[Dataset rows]
begin

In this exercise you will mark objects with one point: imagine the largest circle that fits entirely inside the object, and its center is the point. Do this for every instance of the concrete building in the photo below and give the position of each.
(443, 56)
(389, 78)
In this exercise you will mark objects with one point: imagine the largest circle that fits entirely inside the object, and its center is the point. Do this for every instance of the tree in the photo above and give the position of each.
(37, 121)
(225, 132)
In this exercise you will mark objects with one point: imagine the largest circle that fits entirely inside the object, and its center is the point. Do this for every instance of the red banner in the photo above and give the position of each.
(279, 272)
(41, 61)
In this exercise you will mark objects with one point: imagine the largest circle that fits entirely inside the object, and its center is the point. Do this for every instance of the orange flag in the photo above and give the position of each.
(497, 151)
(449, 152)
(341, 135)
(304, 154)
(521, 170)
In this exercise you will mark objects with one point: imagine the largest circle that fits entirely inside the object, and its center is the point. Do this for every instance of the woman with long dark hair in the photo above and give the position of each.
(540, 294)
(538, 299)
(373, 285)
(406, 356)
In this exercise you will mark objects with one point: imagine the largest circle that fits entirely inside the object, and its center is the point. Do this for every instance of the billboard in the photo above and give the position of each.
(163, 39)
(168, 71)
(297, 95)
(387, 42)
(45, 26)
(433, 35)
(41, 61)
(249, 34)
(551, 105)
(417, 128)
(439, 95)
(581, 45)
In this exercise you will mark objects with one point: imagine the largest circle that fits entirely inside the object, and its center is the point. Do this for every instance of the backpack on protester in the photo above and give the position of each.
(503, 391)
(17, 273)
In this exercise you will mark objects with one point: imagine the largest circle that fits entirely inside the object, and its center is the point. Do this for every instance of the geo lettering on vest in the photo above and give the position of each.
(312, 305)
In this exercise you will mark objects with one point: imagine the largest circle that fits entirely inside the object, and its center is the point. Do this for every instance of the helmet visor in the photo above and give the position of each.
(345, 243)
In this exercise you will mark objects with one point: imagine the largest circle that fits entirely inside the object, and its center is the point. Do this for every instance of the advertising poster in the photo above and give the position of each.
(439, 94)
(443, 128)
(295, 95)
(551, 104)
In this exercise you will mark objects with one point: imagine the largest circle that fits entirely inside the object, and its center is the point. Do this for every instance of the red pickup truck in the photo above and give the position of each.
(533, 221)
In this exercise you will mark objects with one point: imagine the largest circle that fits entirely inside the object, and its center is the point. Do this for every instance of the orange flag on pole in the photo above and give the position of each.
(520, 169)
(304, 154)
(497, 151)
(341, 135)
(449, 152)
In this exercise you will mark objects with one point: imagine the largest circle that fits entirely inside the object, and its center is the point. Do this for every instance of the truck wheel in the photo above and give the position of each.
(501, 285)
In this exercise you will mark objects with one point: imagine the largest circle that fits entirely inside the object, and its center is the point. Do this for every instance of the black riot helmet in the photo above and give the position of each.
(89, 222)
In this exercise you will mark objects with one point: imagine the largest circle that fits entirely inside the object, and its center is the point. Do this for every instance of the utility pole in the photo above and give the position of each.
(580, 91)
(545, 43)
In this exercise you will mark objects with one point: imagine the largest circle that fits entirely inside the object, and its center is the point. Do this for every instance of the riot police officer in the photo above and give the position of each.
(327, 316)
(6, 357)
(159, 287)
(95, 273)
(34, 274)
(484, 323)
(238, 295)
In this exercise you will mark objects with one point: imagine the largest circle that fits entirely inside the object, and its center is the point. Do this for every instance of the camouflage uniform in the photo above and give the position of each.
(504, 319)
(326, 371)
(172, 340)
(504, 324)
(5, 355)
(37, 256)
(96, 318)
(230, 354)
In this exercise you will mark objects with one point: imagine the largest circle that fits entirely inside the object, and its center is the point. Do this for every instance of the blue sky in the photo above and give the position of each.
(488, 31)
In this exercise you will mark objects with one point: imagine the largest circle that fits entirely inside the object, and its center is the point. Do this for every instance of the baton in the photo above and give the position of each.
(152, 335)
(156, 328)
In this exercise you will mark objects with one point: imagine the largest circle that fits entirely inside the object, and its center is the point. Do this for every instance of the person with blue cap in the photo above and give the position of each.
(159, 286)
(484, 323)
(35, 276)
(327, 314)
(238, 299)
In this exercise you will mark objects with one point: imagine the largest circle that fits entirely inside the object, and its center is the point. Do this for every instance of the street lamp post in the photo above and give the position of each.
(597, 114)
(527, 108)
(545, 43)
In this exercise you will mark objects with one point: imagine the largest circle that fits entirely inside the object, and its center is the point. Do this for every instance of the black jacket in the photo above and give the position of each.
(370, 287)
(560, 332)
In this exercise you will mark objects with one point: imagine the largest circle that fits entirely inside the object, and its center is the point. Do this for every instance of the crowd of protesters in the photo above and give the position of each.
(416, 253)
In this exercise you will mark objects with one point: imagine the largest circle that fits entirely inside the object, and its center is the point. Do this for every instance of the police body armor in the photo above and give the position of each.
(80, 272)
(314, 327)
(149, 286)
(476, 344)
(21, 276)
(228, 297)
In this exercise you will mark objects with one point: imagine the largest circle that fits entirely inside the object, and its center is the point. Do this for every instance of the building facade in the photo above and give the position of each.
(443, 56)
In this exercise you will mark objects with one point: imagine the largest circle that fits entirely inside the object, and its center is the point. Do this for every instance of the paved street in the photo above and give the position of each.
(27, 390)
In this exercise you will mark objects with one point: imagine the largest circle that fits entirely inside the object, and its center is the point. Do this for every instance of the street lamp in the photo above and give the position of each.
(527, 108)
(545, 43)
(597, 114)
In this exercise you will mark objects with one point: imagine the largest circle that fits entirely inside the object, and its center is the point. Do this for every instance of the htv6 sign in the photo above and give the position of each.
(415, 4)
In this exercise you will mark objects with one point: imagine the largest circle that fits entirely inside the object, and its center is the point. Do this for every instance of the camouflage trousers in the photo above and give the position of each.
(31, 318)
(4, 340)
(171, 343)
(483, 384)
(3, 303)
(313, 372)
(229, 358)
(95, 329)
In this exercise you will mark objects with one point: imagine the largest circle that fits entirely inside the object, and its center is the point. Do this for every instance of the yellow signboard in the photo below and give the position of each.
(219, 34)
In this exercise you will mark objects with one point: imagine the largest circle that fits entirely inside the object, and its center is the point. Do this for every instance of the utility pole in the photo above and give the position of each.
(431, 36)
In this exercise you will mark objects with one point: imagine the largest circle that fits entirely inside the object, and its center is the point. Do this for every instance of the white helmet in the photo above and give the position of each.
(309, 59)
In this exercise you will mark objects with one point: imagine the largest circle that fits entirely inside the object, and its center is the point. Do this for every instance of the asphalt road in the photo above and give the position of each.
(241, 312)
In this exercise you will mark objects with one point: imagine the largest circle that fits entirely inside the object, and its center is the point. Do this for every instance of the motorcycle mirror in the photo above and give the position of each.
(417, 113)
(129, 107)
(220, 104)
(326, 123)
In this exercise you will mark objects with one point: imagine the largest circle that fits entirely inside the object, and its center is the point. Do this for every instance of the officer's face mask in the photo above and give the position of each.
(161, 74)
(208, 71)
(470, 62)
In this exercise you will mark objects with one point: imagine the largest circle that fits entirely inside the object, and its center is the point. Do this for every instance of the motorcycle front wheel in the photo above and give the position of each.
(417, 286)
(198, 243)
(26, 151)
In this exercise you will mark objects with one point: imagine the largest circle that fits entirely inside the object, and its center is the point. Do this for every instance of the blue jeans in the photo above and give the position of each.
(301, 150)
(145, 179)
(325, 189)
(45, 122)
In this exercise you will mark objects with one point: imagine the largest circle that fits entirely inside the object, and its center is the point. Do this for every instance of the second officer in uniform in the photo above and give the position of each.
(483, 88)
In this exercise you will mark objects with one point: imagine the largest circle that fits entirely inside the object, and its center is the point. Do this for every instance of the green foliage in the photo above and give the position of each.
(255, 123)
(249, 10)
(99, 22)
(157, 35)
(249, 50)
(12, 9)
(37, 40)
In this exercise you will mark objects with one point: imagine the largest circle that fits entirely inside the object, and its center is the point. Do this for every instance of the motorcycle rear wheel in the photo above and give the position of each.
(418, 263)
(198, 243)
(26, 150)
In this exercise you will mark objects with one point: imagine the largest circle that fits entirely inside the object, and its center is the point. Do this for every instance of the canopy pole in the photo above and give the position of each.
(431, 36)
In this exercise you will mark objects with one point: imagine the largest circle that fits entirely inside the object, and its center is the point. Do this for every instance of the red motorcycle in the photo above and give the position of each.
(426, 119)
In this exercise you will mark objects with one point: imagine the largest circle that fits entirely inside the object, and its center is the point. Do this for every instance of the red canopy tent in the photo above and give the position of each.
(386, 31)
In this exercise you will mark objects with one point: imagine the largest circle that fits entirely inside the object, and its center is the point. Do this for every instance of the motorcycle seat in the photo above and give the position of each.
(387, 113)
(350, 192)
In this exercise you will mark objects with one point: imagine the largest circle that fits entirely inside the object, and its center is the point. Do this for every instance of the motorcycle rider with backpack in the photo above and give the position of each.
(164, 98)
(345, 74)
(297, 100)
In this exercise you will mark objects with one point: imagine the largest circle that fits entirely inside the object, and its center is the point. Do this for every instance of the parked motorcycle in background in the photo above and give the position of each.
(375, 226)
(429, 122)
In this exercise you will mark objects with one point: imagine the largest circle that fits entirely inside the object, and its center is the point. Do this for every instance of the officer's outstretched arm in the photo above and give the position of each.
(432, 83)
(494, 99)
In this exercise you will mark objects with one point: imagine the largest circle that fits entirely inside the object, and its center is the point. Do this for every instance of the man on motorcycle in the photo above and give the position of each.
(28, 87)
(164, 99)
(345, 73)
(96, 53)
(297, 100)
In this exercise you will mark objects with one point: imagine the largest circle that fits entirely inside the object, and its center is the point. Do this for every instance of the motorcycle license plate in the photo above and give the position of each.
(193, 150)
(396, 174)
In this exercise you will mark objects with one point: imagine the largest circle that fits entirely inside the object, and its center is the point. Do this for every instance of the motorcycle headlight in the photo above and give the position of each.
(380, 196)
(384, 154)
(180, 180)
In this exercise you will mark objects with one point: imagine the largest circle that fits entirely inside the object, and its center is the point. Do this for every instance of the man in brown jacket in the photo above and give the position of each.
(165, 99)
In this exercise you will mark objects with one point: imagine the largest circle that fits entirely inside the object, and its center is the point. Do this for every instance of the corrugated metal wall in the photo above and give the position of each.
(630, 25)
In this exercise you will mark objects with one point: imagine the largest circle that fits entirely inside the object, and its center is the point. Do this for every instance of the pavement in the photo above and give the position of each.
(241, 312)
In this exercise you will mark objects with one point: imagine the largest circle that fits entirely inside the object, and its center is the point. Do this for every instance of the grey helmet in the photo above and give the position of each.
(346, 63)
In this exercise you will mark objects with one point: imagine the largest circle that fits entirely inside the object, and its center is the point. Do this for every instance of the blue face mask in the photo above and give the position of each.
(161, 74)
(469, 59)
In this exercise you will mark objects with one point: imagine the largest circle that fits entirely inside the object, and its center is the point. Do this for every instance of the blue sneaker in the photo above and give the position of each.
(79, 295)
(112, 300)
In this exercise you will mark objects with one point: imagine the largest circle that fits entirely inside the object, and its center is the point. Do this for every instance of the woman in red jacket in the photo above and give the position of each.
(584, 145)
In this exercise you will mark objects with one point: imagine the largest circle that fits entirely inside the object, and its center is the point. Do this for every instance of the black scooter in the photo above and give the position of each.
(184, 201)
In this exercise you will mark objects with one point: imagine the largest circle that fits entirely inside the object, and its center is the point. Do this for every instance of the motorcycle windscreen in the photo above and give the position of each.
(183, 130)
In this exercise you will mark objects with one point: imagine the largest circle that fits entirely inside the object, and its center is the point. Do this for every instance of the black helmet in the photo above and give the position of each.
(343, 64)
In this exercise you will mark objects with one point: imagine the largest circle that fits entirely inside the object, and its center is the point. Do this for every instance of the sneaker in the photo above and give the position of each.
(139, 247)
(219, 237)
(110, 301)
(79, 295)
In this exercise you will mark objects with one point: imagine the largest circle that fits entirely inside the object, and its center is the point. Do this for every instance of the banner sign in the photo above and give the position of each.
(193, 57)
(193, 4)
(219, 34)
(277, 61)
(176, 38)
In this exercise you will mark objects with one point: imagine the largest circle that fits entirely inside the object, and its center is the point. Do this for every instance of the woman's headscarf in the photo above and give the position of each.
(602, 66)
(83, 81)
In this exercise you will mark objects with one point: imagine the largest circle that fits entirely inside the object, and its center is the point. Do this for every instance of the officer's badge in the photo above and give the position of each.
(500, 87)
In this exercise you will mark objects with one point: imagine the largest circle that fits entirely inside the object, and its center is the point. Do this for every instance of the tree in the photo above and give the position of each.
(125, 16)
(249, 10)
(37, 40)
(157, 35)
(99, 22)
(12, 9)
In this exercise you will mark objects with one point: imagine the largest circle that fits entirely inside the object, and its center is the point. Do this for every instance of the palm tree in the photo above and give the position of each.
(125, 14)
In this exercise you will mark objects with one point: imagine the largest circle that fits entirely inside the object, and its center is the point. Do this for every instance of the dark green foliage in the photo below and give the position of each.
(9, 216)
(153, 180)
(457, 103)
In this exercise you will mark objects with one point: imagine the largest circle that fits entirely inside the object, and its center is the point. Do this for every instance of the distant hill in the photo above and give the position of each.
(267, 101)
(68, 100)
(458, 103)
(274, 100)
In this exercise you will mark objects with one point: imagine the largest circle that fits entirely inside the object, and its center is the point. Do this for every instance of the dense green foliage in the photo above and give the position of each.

end

## Given task:
Retype nothing except the lines from the line holding "of the distant" through the last line of the entries, both included.

## Response below:
In this exercise you will mark objects with one point: imagine the largest circle that fits entirely inside the object, and its center is the point. Do this for every instance of the distant hill in the photo above and give the position of each.
(267, 101)
(68, 100)
(458, 103)
(274, 100)
In this exercise you will mark objects with one point: imagine the largest circle that fits entirely inside the object, and its center is the point. Do this for every instance of the dense green foliage in the photo above and give the position of each.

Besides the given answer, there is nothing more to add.